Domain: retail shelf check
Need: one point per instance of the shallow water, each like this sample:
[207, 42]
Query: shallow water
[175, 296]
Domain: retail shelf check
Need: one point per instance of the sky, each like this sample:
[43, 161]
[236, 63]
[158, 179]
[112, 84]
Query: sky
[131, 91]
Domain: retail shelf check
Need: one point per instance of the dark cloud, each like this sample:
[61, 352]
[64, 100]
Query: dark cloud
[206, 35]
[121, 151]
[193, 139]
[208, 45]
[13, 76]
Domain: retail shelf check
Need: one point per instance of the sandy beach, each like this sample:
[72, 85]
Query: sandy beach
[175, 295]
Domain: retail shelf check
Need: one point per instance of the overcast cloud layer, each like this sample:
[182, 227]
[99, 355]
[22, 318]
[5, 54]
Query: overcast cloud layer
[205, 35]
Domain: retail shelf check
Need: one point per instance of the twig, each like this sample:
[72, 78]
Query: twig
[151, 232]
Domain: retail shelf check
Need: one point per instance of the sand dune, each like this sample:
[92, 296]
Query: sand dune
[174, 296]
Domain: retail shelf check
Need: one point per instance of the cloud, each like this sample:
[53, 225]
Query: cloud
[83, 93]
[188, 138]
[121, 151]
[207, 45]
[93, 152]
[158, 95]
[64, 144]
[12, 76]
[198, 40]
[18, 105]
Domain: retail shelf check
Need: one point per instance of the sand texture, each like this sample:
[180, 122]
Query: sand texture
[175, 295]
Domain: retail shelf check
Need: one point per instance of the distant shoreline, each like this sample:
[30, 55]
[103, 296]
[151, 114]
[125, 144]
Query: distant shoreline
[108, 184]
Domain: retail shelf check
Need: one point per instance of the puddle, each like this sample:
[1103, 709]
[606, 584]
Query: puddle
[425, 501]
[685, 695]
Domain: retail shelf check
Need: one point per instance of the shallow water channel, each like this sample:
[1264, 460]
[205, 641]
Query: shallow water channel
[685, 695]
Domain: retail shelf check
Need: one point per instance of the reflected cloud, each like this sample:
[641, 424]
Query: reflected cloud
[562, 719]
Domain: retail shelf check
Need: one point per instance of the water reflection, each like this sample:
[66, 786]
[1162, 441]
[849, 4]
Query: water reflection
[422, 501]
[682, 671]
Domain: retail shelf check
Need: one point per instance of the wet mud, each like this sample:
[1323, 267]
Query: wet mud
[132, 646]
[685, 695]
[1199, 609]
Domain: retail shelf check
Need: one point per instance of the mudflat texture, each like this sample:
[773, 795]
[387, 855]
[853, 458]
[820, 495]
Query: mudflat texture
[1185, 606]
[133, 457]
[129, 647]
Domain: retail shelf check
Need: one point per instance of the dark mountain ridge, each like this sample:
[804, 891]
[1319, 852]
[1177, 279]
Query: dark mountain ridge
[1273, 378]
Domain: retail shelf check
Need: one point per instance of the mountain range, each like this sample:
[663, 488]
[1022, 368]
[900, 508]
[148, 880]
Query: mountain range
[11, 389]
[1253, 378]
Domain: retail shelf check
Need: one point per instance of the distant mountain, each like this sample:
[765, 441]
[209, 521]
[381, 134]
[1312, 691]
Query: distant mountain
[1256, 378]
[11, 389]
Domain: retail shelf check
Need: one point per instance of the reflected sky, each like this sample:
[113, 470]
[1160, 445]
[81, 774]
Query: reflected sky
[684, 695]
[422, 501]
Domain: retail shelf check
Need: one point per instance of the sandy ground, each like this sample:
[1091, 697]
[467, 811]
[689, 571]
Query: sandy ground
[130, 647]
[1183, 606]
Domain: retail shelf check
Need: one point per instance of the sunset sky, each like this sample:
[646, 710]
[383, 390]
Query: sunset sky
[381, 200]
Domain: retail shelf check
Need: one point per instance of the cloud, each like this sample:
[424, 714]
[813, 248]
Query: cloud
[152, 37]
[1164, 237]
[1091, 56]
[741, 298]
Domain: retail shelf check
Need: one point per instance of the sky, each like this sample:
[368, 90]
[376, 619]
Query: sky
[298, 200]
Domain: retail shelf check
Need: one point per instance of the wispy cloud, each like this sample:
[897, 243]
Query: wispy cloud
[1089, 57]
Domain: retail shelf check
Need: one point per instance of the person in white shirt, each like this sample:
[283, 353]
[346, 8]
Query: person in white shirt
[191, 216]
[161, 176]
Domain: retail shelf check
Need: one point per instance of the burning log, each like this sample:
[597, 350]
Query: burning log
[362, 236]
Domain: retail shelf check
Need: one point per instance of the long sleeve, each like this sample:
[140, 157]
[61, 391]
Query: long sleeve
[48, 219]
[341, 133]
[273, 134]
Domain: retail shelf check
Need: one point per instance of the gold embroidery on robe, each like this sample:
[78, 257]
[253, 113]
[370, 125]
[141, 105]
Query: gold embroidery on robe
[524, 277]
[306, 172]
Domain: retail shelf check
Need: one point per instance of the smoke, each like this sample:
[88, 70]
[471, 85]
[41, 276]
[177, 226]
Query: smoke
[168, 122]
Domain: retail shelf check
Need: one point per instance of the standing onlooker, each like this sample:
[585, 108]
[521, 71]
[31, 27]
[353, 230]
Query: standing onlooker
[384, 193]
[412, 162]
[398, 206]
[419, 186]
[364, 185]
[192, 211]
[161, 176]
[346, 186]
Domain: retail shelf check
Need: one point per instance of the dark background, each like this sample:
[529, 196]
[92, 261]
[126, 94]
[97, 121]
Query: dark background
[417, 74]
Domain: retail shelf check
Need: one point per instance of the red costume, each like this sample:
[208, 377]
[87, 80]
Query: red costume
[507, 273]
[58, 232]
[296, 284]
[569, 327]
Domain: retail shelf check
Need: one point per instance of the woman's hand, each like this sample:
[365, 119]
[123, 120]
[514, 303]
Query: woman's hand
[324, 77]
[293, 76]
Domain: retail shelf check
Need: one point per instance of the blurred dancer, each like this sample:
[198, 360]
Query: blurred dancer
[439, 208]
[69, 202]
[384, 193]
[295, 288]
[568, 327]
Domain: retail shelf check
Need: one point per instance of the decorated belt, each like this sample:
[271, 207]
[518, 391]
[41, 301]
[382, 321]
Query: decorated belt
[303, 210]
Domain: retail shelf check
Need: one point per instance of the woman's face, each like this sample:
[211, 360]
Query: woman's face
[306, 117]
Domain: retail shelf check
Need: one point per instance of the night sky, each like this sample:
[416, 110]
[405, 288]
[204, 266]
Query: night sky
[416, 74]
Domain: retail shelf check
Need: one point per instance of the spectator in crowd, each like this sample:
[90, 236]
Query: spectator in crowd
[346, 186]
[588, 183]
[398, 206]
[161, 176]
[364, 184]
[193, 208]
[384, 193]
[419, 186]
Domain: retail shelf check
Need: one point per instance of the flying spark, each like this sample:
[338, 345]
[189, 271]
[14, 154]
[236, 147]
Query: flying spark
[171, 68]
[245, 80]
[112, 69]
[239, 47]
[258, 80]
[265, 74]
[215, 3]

**EXERCISE DESCRIPTION**
Please restate the records in full, word for word.

**RESPONSE TO THE TASK**
Domain: retail shelf check
Need: one point per instance of the shallow water, each like this sample:
[207, 42]
Query: shallow water
[175, 296]
Domain: retail shelf check
Need: one point per instance of the sky, each like this sample:
[43, 161]
[236, 63]
[158, 179]
[112, 84]
Query: sky
[131, 91]
Domain: retail shelf check
Need: one point per instance of the dark cloud, each like this sample:
[61, 352]
[64, 100]
Query: dark cloud
[206, 35]
[121, 151]
[193, 139]
[208, 45]
[13, 76]
Domain: retail shelf check
Need: one point per instance of the sandy beach, each like this sample:
[72, 85]
Query: sandy beach
[175, 295]
Domain: retail shelf check
Need: one point per instance of the overcast cloud layer, each like this sample:
[182, 227]
[99, 355]
[22, 318]
[5, 54]
Query: overcast cloud layer
[205, 35]
Domain: retail shelf check
Need: one point per instance of the twig, each like this sample:
[72, 78]
Query: twig
[151, 232]
Domain: retail shelf check
Need: one point per instance of the sand dune, each like this sample:
[92, 296]
Query: sand dune
[174, 296]
Domain: retail shelf check
Need: one point per instance of the cloud, each like this sample:
[53, 225]
Query: cloud
[83, 93]
[188, 138]
[121, 151]
[207, 45]
[93, 152]
[158, 95]
[64, 144]
[12, 76]
[198, 40]
[18, 105]
Domain: retail shelf check
Need: one point per instance of the sand texture, each like this sample:
[180, 122]
Query: sand texture
[175, 295]
Domain: retail shelf check
Need: one point per instance of the distant shoreline, each like this sample:
[30, 55]
[103, 296]
[151, 114]
[125, 144]
Query: distant shoreline
[108, 184]
Domain: retail shelf check
Need: one point per instance of the puddle, each like this sample:
[1103, 709]
[606, 584]
Query: puddle
[425, 501]
[685, 695]
Domain: retail shelf check
Need: one point per instance of the shallow water channel, each like this sample:
[1264, 460]
[205, 641]
Query: shallow water channel
[685, 695]
Domain: retail shelf check
Need: one point per instance of the reflected cloud, each like this sample:
[641, 424]
Query: reflected cloud
[562, 719]
Domain: retail shelf check
Need: one point per instance of the water reflection, each like this sample:
[66, 786]
[1162, 441]
[849, 4]
Query: water reflection
[422, 501]
[682, 671]
Domain: retail shelf check
Need: one point per instance of the wet mud, each like this sample:
[1323, 267]
Query: wet mud
[132, 646]
[685, 695]
[1199, 609]
Domain: retail shelf check
Need: one point per instance of the mudflat texture, each like this sample:
[773, 795]
[387, 855]
[853, 458]
[820, 495]
Query: mudflat texture
[1185, 606]
[133, 457]
[129, 647]
Domain: retail shelf check
Need: one point per instance of the dark mountain ridge, each like this sample:
[804, 891]
[1319, 852]
[1177, 279]
Query: dark mountain ridge
[1273, 378]
Domain: retail shelf check
Need: one point per instance of the mountain range, each like this sample:
[663, 488]
[1022, 368]
[900, 508]
[148, 880]
Query: mountain range
[11, 389]
[1253, 378]
Domain: retail shelf check
Need: one point per instance of the distant mountain, each like this sample:
[765, 441]
[209, 521]
[381, 134]
[1312, 691]
Query: distant mountain
[1256, 378]
[11, 389]
Domain: retail shelf check
Need: one point per instance of the reflected sky, each like this sample:
[113, 470]
[1160, 445]
[81, 774]
Query: reflected sky
[684, 695]
[422, 501]
Domain: retail shelf check
Need: one point per instance of the sandy ground, each like this sample:
[1091, 697]
[467, 811]
[689, 571]
Query: sandy ground
[130, 647]
[1183, 606]
Domain: retail shelf check
Need: one point per instance of the sunset sky, each like this sample:
[646, 710]
[383, 390]
Query: sunset sky
[381, 200]
Domain: retail shelf check
Need: one point per instance of the cloud, each like this sample:
[424, 714]
[813, 248]
Query: cloud
[152, 37]
[1164, 237]
[1091, 56]
[741, 298]
Domain: retail shelf check
Need: one point per instance of the sky, each like this sample:
[368, 90]
[376, 619]
Query: sky
[298, 200]
Domain: retail shelf check
Need: one point per instance of the wispy cloud, each like this sample:
[897, 243]
Query: wispy cloud
[1089, 57]
Domain: retail shelf check
Need: one point per instance of the person in white shirt, each like this sample:
[283, 353]
[346, 8]
Query: person in white shirt
[191, 216]
[161, 176]
Domain: retail shelf check
Need: one point per instance of the burning log, each like this sample:
[597, 350]
Query: burning log
[362, 236]
Domain: retail shelf check
Need: one point per instance of the long sleeve, each like this sample:
[140, 157]
[61, 391]
Query: long sleeve
[48, 219]
[341, 133]
[273, 134]
Domain: retail shelf check
Need: one point per instance of the gold embroidery on robe, each like this sample:
[78, 257]
[253, 113]
[370, 125]
[141, 105]
Query: gold embroidery on robe
[524, 277]
[306, 172]
Domain: retail shelf check
Need: one point per instance of the smoke, each like this sample:
[88, 70]
[471, 85]
[41, 276]
[177, 226]
Query: smoke
[168, 122]
Domain: retail shelf check
Need: one point per instance of the standing onlooker, each like this sample:
[585, 108]
[521, 71]
[31, 27]
[353, 230]
Query: standing onlooker
[384, 193]
[412, 162]
[398, 206]
[419, 186]
[364, 185]
[192, 211]
[161, 176]
[346, 186]
Domain: retail shelf check
Need: one point per instance of the dark background, each like this sample:
[529, 196]
[92, 261]
[126, 94]
[97, 121]
Query: dark background
[417, 74]
Domain: retail shelf check
Need: one point per instance of the red costume, each like this sample:
[208, 377]
[87, 80]
Query: red costume
[507, 273]
[58, 232]
[296, 284]
[569, 327]
Domain: retail shelf check
Need: one point per instance of the woman's hand, each like this sample:
[365, 119]
[123, 120]
[514, 303]
Query: woman's hand
[324, 77]
[293, 76]
Domain: retail shelf check
Need: one point per instance of the blurred dancer, each like this sample:
[198, 360]
Query: blurred dancer
[439, 208]
[69, 202]
[384, 193]
[295, 288]
[568, 327]
Domain: retail shelf check
Need: one point per instance of the decorated belt, each like this sample:
[271, 207]
[518, 391]
[41, 301]
[382, 321]
Query: decorated belt
[303, 210]
Domain: retail shelf check
Need: one point per instance of the woman's face, each like this sample:
[211, 360]
Query: woman's face
[306, 117]
Domain: retail shelf check
Need: one point per instance of the night sky, each like this sample:
[416, 110]
[405, 288]
[204, 266]
Query: night sky
[416, 74]
Domain: retail shelf check
Need: one point per instance of the spectator in crowd, each like this sample:
[90, 236]
Query: spectator in crowd
[346, 186]
[588, 183]
[398, 206]
[161, 176]
[364, 184]
[193, 208]
[384, 193]
[419, 186]
Domain: retail shelf check
Need: one point per instance of the flying spark, each like this sample:
[338, 345]
[189, 271]
[14, 154]
[236, 147]
Query: flying spark
[171, 68]
[245, 80]
[112, 69]
[239, 47]
[258, 80]
[265, 74]
[215, 3]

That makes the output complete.